## Brano del documento
Emblematico di un’intelligenza collettiva è anche il comportamento delle formiche, che procedono incolonnate come truppe verso la fonte di cibo per poi fare ritorno al formicaio, così che – in caso di successo nella ricerca – ognuna di esse tenderà in futuro a tornare verso la stessa fonte. Questo anche grazie al rilascio, durante la fase di rientro,  di una scia di secrezioni chimiche, attraverso la quale alcuni tipi di formiche sono in grado di indirizzare gli spostamenti di interi gruppi di loro simili.

Poi ci siamo noi, tra terra e cielo, che ci avventuriamo invece nei social in ordine sparso. Il nostro comportamento non è così valutabile secondo parametri di sincronicità né è esemplare per ordine e disciplina.
E tuttavia, come emerge anche dall’ultimo rapporto Censis del 2015, gli Italiani sono sempre più social: Facebook è frequentato dal 50,3 % della popolazione, Youtube raggiunge il 42% degli utenti e Twitter è utilizzato dal 10,1% degli Italiani.

Distribuzione social in Italia Fonti: Repubblica, rapporto Censis 2015.

Probabilmente allora i tempi sono maturi anche per una presenza di qualità della Pubblica Amministrazione sui canali sociali. In realtà non vi è alcun obbligo normativo per la PA di essere istituzionalmente presente sui canali social, e in ogni caso tali strumenti integrano i tradizionali canali di comunicazione attraverso i quali l’amministrazione rende disponibili le informazioni e i servizi al cittadino.

## Righe di dati

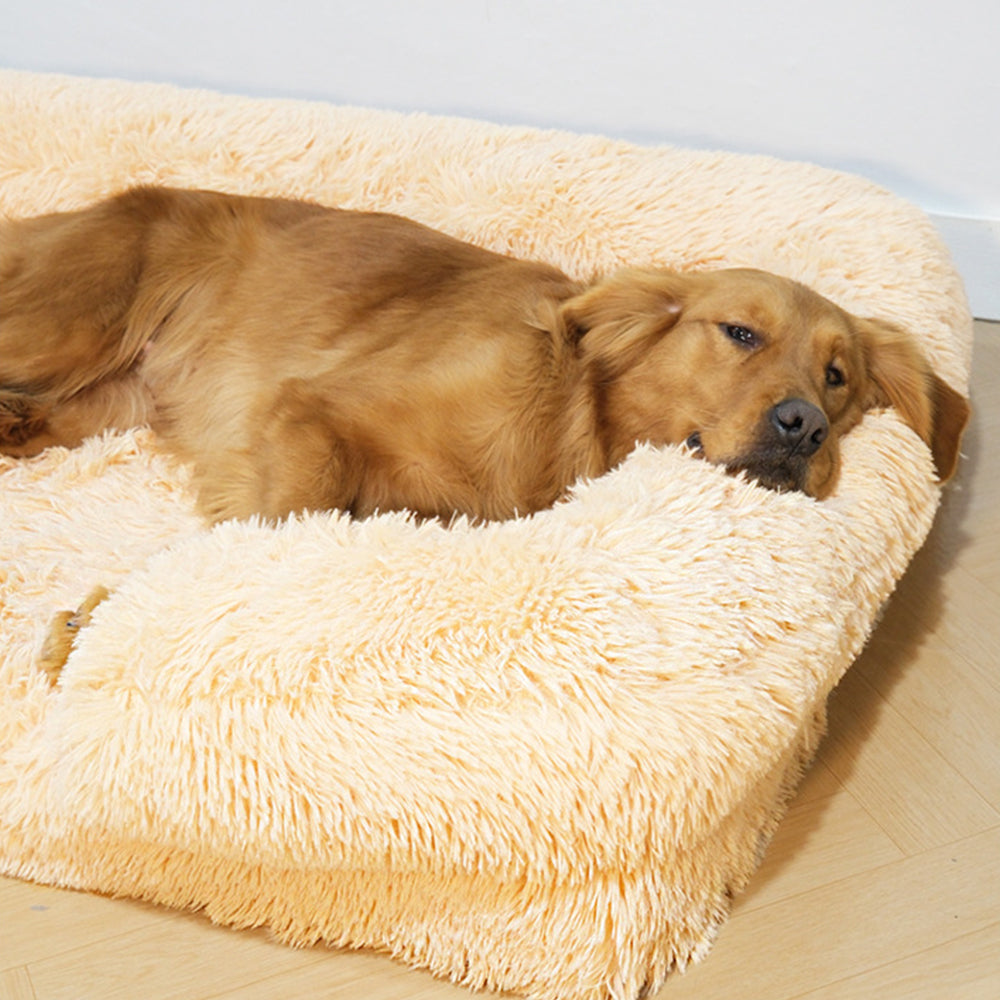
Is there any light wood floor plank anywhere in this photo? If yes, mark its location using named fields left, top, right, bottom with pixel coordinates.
left=736, top=789, right=903, bottom=913
left=0, top=878, right=181, bottom=969
left=28, top=915, right=322, bottom=1000
left=657, top=827, right=1000, bottom=1000
left=0, top=965, right=38, bottom=1000
left=206, top=952, right=468, bottom=1000
left=820, top=670, right=1000, bottom=854
left=799, top=923, right=1000, bottom=1000
left=855, top=632, right=1000, bottom=810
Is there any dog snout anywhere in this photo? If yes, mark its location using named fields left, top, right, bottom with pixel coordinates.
left=771, top=399, right=830, bottom=457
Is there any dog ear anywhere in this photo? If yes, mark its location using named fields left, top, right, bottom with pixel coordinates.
left=860, top=319, right=971, bottom=483
left=560, top=270, right=686, bottom=378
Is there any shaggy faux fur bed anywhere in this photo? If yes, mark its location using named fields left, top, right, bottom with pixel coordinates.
left=0, top=72, right=971, bottom=1000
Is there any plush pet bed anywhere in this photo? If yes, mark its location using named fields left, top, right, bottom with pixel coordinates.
left=0, top=72, right=971, bottom=1000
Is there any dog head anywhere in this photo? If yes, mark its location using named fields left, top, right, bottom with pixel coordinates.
left=563, top=269, right=969, bottom=499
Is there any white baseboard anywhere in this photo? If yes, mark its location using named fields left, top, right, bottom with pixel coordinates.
left=931, top=215, right=1000, bottom=320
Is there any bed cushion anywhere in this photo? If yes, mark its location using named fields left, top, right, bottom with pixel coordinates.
left=0, top=72, right=971, bottom=1000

## Problema breve
Rispondi alle seguenti domande basandoti sul brano del documento.
(a) Che cosa rilasciano le formiche durante la fase di rientro al formicaio?
(b) Secondo il rapporto Censis del 2015, quale percentuale della popolazione frequenta Facebook?
(c) La Pubblica Amministrazione ha un obbligo normativo di essere presente in modo istituzionale sui canali social?

## Risposta completa
(a) Una scia di secrezioni chimiche.
(b) Il 50,3%.
(c) No, non vi è alcun obbligo normativo.